§ ACTIVITY: Pull out every line with the word "lens" from the entries below.
[DATASET RECORDS Boundary: Start]
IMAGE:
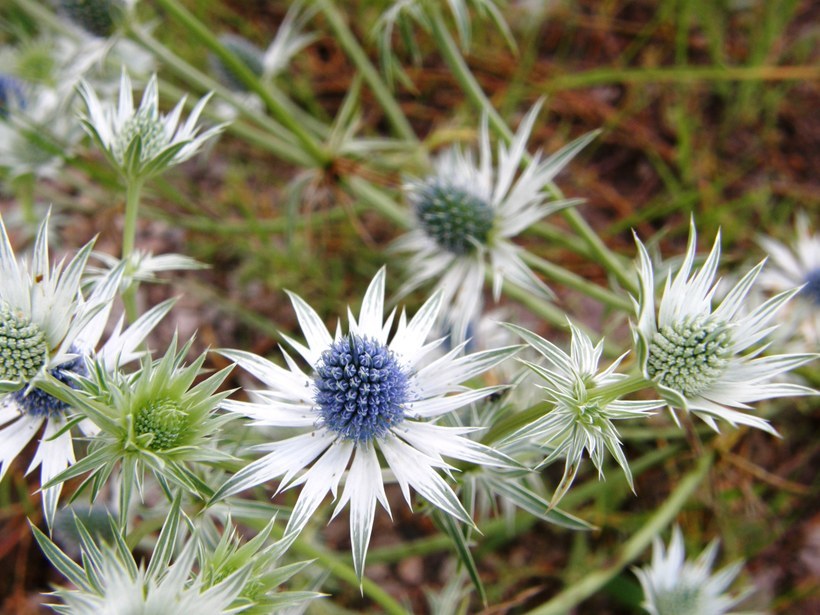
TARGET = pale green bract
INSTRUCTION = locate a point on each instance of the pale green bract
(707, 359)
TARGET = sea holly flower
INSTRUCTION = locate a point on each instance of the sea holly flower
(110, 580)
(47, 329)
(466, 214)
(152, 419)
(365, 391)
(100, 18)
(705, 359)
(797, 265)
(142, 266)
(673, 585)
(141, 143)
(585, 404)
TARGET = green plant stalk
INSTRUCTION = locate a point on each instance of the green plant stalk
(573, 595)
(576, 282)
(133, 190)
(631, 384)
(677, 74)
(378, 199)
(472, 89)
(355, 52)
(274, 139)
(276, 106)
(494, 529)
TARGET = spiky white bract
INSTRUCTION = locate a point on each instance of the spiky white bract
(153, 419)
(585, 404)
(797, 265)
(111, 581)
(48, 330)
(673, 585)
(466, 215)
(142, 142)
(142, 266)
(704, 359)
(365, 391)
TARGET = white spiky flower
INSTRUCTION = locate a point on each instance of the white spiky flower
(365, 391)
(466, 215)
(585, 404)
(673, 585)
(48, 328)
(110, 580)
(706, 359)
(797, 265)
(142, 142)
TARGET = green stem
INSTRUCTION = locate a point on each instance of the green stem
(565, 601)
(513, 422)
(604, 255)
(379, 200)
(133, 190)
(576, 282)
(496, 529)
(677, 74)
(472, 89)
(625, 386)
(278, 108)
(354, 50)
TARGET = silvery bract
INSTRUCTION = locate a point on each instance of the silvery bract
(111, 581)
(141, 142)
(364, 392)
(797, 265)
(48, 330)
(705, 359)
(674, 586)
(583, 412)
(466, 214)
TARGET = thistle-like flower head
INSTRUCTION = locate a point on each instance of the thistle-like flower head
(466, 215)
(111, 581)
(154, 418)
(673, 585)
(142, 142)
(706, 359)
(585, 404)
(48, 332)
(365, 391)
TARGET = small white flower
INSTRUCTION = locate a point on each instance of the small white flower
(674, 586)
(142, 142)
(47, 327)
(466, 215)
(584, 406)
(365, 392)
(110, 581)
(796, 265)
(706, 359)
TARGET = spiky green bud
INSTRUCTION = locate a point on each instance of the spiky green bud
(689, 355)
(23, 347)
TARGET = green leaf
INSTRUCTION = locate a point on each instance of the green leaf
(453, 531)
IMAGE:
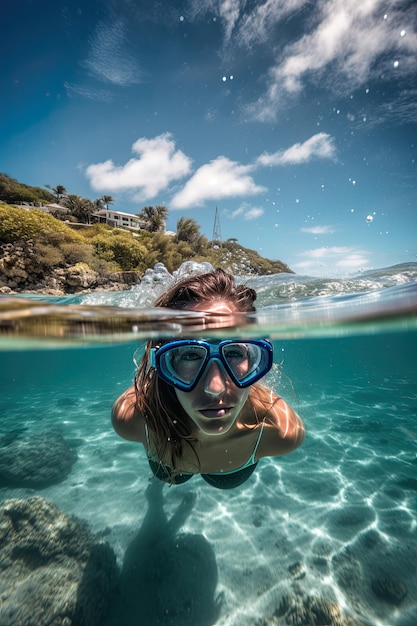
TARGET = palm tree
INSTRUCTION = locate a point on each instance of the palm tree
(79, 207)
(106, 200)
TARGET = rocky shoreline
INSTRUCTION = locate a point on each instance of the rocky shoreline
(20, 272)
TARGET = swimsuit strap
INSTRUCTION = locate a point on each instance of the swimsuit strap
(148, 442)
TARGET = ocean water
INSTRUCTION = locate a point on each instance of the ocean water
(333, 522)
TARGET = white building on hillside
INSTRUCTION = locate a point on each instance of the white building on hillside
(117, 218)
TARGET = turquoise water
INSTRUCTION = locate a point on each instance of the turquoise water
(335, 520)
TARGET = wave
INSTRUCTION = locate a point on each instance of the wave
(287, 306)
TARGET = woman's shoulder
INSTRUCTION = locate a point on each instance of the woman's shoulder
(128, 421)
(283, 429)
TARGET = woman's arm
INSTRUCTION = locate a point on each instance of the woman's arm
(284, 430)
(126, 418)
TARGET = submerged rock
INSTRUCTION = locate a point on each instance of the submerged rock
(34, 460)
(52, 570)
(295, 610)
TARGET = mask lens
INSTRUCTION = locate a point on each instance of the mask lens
[DATASET RECORDS Boundary: End]
§ WORKED SOLUTION:
TARGET = mask lens
INSTRUCTION = locate a point on each instance of the mask lens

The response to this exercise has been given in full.